━━━━━ Extract ━━━━━

I was in my gym parking lot the other morning, though. I had worn Pirelli Trofeo RS tires. It was in the 40s. There was very light rain that had coated the surface of the parking lot.

It is one of those resurfaced parking lots that the owners do to save money. You have seen them. They put a coating over the entire thing, cracks and all, and then repaint the stripes. When I was a police officer, I remember an emergency response into a neighborhood of townhomes that had this sort of resurfaced parking lot. It was the first time I remember anything about the coefficient of friction on such a surface. It was wet. I came in fast. I slid right past where I had to turn and had to back up and then turn. Thankfully, nobody saw me, and nobody was hurt.

So back to the gym parking lot. These are Trofeo tires, not PS4S, but I decided to push the throttle about 20% as I turned right in the parking lot. I was driving very, very slowly, as I knew these tires were slippery. The car immediately turned right and I took my foot off the gas and began to reduce steering input, but the car still rotated. Instead of a 90 degree right turn, the car rotated about 150 degrees, requiring actual counter steering to go in the direction I wanted.

━━━━━ Data provided ━━━━━

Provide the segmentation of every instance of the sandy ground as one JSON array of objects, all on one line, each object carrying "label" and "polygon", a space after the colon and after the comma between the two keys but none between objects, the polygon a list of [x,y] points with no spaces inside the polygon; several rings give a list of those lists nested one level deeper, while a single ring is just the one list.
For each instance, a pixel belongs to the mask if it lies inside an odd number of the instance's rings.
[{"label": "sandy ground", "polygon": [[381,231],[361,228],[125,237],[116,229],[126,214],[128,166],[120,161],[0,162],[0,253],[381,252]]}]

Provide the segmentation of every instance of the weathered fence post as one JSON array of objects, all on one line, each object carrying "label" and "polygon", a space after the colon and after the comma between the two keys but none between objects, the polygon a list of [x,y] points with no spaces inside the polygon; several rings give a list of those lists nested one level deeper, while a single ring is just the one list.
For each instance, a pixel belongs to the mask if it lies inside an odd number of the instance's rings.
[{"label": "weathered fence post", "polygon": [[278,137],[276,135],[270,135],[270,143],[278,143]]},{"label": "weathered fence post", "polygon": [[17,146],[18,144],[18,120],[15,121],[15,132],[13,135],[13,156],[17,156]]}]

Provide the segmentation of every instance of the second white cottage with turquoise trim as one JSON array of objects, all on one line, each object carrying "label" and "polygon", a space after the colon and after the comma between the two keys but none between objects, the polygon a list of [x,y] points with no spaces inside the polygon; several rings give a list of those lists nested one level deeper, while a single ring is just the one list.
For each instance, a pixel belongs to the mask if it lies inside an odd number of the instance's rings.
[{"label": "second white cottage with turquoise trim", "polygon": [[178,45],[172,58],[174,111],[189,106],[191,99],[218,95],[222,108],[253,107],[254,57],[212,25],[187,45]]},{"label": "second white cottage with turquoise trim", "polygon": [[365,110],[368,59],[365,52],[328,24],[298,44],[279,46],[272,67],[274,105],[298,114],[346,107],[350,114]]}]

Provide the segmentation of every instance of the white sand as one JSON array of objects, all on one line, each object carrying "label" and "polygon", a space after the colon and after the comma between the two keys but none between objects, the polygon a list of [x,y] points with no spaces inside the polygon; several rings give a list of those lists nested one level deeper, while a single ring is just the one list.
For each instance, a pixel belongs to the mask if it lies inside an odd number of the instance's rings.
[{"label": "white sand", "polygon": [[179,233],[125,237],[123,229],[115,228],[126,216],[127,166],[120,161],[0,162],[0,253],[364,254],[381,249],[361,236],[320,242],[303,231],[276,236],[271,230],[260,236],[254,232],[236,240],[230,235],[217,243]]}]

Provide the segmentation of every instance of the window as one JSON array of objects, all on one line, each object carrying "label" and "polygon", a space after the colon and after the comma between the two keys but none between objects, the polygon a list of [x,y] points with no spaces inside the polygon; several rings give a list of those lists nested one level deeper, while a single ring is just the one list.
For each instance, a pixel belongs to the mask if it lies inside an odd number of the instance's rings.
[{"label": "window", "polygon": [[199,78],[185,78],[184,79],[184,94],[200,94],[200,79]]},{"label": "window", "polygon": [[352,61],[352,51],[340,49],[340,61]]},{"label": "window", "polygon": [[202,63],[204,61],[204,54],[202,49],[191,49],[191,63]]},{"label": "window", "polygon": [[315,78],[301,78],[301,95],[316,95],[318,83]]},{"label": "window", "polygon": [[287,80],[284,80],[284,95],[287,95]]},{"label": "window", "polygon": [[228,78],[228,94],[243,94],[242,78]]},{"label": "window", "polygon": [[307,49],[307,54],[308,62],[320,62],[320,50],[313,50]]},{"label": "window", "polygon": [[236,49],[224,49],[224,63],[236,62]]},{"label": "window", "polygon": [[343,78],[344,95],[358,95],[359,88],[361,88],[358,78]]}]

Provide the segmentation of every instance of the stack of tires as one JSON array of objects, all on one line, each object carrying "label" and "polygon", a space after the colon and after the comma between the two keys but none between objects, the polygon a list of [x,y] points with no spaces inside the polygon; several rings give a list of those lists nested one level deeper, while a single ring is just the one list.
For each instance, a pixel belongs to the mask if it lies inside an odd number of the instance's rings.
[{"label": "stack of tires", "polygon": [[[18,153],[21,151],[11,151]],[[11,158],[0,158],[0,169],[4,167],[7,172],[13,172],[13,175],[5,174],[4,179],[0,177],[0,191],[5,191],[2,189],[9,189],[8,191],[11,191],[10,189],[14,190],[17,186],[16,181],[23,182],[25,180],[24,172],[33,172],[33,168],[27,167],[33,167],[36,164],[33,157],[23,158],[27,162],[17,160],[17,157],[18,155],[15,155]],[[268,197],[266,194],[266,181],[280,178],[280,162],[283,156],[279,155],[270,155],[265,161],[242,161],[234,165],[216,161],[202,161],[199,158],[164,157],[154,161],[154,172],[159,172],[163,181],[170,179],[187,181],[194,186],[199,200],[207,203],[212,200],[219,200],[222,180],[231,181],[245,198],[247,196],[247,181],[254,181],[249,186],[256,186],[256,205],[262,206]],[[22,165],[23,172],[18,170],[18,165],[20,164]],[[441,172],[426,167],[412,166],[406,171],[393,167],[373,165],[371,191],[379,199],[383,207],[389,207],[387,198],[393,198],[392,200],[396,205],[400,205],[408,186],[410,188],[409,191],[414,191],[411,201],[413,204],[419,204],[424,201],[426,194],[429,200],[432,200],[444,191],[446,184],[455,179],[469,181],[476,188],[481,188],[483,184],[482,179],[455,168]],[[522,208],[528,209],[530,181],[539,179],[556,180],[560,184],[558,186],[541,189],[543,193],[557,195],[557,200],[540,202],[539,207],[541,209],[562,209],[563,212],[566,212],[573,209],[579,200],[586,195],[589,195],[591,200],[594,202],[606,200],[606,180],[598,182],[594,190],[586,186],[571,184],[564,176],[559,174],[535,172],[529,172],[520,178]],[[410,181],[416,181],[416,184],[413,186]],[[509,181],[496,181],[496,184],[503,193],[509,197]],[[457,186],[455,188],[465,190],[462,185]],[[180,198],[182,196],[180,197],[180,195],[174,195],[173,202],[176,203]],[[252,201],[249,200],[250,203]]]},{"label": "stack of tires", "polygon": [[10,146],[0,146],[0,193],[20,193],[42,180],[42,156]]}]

━━━━━

• Task list
[A] In the account of the slippery parking lot, rewrite everything from "I was in my" down to "nobody was hurt.", substituting "paramedic" for "police officer".
[B] Answer these questions about the account of the slippery parking lot:
(i) What was the temperature that morning at the gym?
(ii) By about how much did the driver push the throttle while turning right?
(iii) About how many degrees did the car rotate instead of making a 90-degree turn?

• Results of the exercise
[A]
I was in my gym parking lot the other morning, though. I had worn Pirelli Trofeo RS tires. It was in the 40s. There was very light rain that had coated the surface of the parking lot.

It is one of those resurfaced parking lots that the owners do to save money. You have seen them. They put a coating over the entire thing, cracks and all, and then repaint the stripes. When I was a paramedic, I remember an emergency response into a neighborhood of townhomes that had this sort of resurfaced parking lot. It was the first time I remember anything about the coefficient of friction on such a surface. It was wet. I came in fast. I slid right past where I had to turn and had to back up and then turn. Thankfully, nobody saw me, and nobody was hurt.

[B]
(i) In the 40s.
(ii) About 20%.
(iii) About 150 degrees.